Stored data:

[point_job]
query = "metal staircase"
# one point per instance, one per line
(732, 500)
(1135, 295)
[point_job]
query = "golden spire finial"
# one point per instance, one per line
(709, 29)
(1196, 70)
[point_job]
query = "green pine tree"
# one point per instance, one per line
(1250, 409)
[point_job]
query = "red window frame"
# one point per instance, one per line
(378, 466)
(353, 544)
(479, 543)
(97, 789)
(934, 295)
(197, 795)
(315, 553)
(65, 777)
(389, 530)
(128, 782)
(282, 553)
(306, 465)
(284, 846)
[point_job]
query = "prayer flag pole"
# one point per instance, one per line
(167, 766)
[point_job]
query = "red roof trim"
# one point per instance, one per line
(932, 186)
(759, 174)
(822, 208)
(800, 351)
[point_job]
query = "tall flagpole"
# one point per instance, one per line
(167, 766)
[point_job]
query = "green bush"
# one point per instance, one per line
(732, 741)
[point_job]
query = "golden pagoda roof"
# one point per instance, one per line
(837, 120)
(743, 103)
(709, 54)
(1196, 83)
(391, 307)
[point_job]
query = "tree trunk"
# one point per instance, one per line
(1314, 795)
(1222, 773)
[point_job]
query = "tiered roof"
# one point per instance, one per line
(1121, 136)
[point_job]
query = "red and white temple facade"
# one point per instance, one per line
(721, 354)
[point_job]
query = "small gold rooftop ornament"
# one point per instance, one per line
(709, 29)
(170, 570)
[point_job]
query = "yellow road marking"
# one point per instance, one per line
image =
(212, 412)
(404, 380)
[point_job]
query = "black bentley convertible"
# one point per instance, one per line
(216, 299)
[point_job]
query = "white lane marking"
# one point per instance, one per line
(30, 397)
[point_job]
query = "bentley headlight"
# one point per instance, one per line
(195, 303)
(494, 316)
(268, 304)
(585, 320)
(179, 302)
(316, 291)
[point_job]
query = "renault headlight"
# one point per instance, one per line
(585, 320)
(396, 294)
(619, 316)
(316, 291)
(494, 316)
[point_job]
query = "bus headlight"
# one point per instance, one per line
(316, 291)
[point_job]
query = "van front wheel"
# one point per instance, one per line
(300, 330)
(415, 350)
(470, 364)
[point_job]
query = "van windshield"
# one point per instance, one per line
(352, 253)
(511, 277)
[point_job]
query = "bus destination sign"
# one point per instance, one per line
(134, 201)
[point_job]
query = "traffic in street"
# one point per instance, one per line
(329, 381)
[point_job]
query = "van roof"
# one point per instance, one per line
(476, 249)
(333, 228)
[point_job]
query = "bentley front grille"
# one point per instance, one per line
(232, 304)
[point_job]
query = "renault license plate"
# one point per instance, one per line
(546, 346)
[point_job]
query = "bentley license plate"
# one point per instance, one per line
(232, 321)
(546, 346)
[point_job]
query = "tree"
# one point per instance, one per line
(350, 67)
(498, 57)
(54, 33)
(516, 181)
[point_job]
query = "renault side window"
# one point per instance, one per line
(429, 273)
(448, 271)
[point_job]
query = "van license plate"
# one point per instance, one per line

*AIM OF THE EXERCISE*
From the first line to the last, set down every record exactly as written above.

*REPLY TO THE TASK*
[point_job]
query = "metal staircase"
# one point per instance, one per line
(732, 500)
(1135, 295)
[point_job]
query = "golden spire finial"
# one point per instance, one per line
(709, 29)
(1196, 70)
[point_job]
query = "green pine tree"
# one point per instance, one per line
(1250, 409)
[point_job]
query = "red window frame"
# one point per instance, one per line
(378, 466)
(353, 544)
(479, 543)
(97, 789)
(934, 295)
(197, 795)
(315, 553)
(65, 777)
(389, 530)
(128, 782)
(282, 553)
(306, 465)
(284, 846)
[point_job]
query = "prayer flag pole"
# one point per instance, one per line
(167, 766)
[point_job]
query = "red roof trim"
# one point per instance, one per line
(932, 186)
(759, 174)
(822, 208)
(800, 351)
[point_job]
query = "tall flagpole"
# one point per instance, one per line
(167, 766)
[point_job]
query = "green bush"
# one point per instance, one per line
(732, 741)
[point_job]
query = "golden pagoda roof"
# one point per instance, one per line
(837, 120)
(743, 103)
(709, 54)
(1196, 83)
(391, 307)
[point_job]
query = "tree trunk"
# one point per instance, one per line
(1314, 795)
(1222, 773)
[point_job]
query = "tiered roof"
# one point per instance, one per line
(1121, 136)
[point_job]
query = "red and white temple facade"
# one point per instance, one per line
(721, 354)
[point_job]
query = "small gold rooftop ornament"
# one point per instance, one per line
(709, 29)
(170, 570)
[point_job]
query = "yellow road marking"
# one point per instance, one per line
image =
(212, 412)
(404, 380)
[point_job]
query = "black bentley convertible"
# one point per instance, one per line
(216, 299)
[point_job]
query = "white lane marking"
# one point per instance, one per line
(30, 397)
[point_job]
query = "bentley headlight"
# one point per instance, one per line
(195, 303)
(494, 316)
(268, 304)
(585, 320)
(179, 302)
(316, 291)
[point_job]
query = "renault headlight"
# one point per instance, one per line
(585, 320)
(396, 294)
(619, 316)
(316, 291)
(494, 316)
[point_job]
query = "bus headlight"
# one point per instance, one per line
(316, 291)
[point_job]
query = "van front wheel"
# one point per instance, one per line
(300, 330)
(415, 350)
(470, 364)
[point_job]
query = "van windshield"
# one point per instance, one per line
(352, 253)
(511, 277)
[point_job]
query = "bus destination sign"
# one point per instance, one per line
(134, 201)
[point_job]
query = "traffic in street"
# one point per instance, one per line
(329, 381)
[point_job]
query = "van roof"
# one point per instance, one per line
(476, 249)
(333, 228)
[point_job]
query = "bentley front grille"
# one point per instance, one per line
(232, 304)
[point_job]
query = "renault license plate"
# one point per instance, one per line
(546, 346)
[point_job]
query = "bentley license plate"
# one point per instance, one per line
(232, 321)
(546, 346)
[point_job]
query = "tree"
# one point per instance, one per line
(350, 67)
(498, 57)
(54, 33)
(516, 181)
[point_job]
query = "renault side window"
# one point per instance, one per line
(429, 273)
(448, 271)
[point_job]
query = "van license plate"
# one point per instance, one per line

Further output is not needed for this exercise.